Job —
Show every line of the material below that contains the string "Target".
++++ Data in this exercise ++++
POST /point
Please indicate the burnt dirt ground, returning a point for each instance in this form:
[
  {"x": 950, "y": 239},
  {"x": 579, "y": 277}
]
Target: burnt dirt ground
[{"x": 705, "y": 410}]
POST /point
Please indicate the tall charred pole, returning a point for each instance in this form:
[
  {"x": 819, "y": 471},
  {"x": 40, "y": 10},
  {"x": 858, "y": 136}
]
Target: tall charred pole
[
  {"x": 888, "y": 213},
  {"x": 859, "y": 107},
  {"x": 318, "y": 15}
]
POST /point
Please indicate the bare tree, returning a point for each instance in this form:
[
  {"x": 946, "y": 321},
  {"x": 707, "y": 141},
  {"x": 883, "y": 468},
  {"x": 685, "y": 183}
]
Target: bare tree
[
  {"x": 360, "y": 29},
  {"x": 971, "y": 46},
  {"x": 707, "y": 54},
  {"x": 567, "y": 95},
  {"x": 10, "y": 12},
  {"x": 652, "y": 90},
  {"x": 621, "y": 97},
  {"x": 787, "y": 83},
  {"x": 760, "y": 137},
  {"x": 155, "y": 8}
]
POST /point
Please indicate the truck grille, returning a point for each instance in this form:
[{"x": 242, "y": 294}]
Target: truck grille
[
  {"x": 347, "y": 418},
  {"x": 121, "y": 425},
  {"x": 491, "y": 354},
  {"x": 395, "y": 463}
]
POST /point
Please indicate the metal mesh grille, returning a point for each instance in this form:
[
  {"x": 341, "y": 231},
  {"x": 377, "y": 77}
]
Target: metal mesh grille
++++
++++ Data in this exercise ++++
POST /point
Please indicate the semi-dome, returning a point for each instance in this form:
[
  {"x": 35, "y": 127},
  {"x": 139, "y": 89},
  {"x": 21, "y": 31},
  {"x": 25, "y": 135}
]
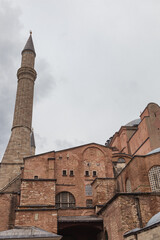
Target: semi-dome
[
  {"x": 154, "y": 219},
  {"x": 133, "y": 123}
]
++++
++++ Data in this exercise ++++
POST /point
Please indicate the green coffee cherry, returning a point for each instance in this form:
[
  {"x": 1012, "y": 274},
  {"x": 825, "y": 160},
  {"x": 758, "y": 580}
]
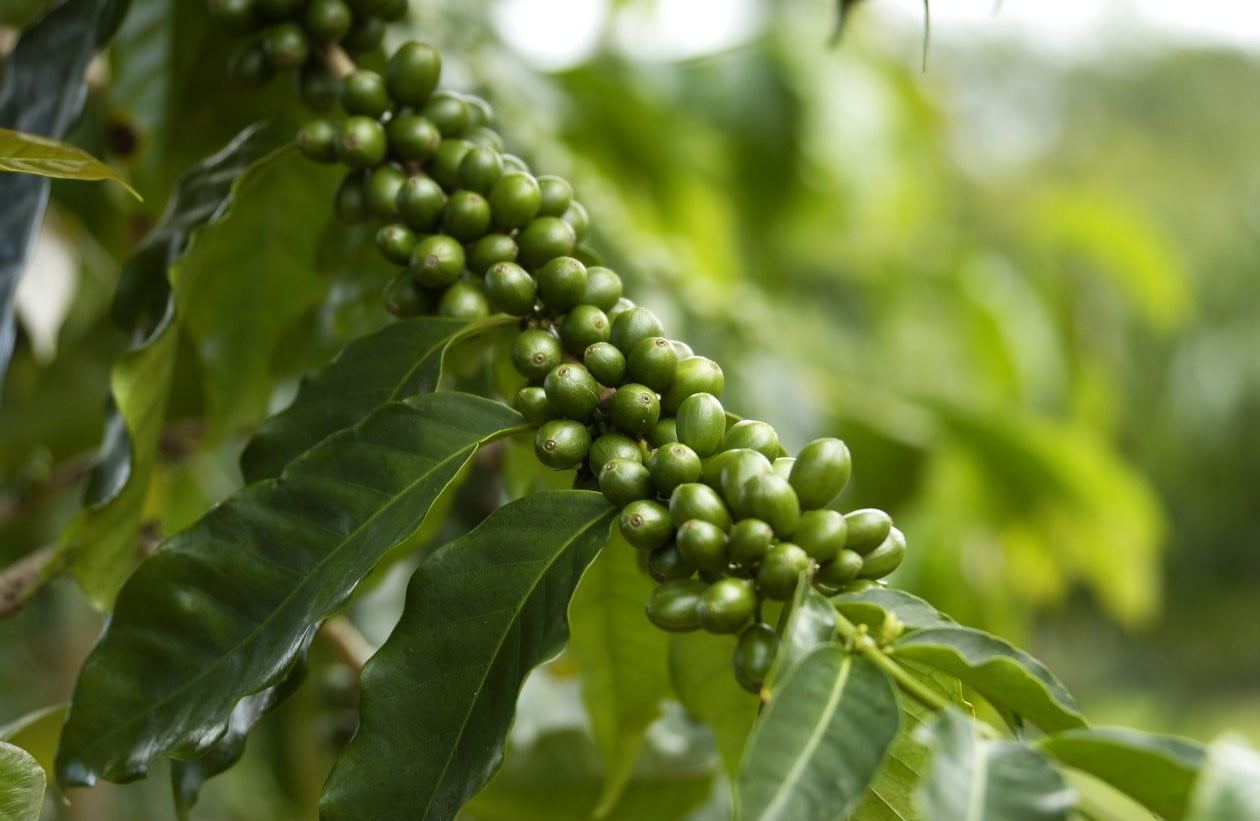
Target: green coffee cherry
++++
Solution to this exercise —
Target: burnt dirt ground
Target: tall charred pole
Target: bare tree
Target: truck grille
Target: metal mesh grille
Target: semi-dome
Target: green coffee cherry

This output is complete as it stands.